- TEXT EXTRACT

Tuesday, December 31, 2019

Movie review: A Beautiful Day in the Neighborhood

© Sony Pictures
A Beautiful Day in the Neighborhood proves the necessity of Mr. Rogers even now
by Jeremy Fogelman

Of course I need to start with a confession: I never liked watching Mr. Roger’s Neighborhood as a kid. Perhaps I was already too old by the time I was even watching TV at six years old, but I do remember Sesame Street and Reading Rainbow being my jam back then. Mr. Roger’s was pleasant but often too slow and I didn’t really appreciate the show. It’s easier to appreciate what he was in retrospect, especially after last year’s emotional documentary. But did we need a Mr. Rogers biopic? Not really, and thankfully that’s not what we got.

A Beautiful Day in the Neighborhood comes from director Marielle Heller, written by Micah Fitzerman-Blue and Noah Harpster, inspired by the real life article written by Esquire writer Tom Junod in 1998 called "Can You Say ... Hero?" I recommend the article as an interesting bit of context for the movie, although I wouldn’t read it until you’ve seen the movie. Some elements are explicitly connected to the film, others are invented wholecloth.

- YOUR INSTRUCTIONS
Continue the review of A Beautiful Day in the Neighborhood, picking up right after its final sentence.

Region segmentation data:

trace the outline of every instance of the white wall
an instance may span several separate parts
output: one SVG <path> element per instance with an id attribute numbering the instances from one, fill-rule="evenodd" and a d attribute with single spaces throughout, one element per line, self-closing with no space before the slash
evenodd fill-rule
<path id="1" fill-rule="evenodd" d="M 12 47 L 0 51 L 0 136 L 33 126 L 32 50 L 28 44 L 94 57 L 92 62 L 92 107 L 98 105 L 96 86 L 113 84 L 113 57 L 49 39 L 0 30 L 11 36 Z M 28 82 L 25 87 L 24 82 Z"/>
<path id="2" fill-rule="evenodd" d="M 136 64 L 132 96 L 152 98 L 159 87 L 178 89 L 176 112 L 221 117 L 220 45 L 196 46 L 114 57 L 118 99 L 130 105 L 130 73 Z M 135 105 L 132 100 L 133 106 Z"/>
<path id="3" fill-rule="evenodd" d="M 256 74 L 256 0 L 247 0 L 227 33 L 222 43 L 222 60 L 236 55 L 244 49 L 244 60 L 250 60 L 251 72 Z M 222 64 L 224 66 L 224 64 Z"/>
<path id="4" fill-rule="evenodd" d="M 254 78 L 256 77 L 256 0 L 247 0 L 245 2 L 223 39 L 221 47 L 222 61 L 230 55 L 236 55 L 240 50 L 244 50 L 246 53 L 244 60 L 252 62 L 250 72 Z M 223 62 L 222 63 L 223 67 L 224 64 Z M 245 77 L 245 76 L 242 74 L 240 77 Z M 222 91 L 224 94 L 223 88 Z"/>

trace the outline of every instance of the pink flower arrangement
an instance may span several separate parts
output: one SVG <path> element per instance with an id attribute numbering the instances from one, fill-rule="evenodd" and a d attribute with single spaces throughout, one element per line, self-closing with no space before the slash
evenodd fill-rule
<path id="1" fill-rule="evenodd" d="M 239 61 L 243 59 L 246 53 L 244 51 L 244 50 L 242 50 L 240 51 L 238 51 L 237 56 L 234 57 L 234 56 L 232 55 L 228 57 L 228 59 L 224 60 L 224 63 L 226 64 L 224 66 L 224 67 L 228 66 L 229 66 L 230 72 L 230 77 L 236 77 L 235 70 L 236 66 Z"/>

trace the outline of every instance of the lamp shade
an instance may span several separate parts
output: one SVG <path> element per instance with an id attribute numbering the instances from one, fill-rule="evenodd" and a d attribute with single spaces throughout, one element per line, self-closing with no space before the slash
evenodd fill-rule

- ANSWER TO THE EXERCISE
The movie is framed as though it’s an episode of the television show, with Mr. Rogers (Tom Hanks at his most sincere yet) introducing us to the story of his friend Lloyd Vogel (Matthew Rhys), the Esquire writer loosely based on Tom Junod. As we cut between scenes in different cities, the movie cleverly shows us various cityscapes in model form like the credits of the show, lending a feeling of unreality to Lloyd’s journey.

Lloyd is a new father, raising his son Gavin with his wife Andrea (Susan Kelechi Watson), and a writer for Esquire magazine. His typical articles are take-downs of public figures and celebrities, but that leaves him unpopular with potential interviewees. He also has a fraught relationship (or lack thereof) with his father Jerry (Chris Cooper), who abandoned Lloyd and his mother. Jerry shows up at Lloyd’s sister’s wedding, and it doesn’t go well. Lloyd is completely uninterested in Jerry’s requests for forgiveness or insistence that he’s changed after a long term relationship.

© Sony Pictures
Then Lloyd gets a writing assignment to interview Fred Rogers, and there is a concern that the grim, cynical writer will “ruin people’s childhoods”, including his wife’s. Over the course of the movie, Lloyd’s continued interview and conversations with Mr. Rogers digs deeper and deeper into the lessons that are difficult to hear. Lloyd has difficulty believing that anyone can be so nice, but the movie reveals that it is and isn’t that simple.

The lesson here is that Mr. Rogers wasn’t a saint, but someone that worked to push back on his negative emotions and temper, and tried to spread good lessons to people, mainly children. Eventually in a scene of real emotional depth that is a truly wonderful moment of acting and directing, things begin to sink in.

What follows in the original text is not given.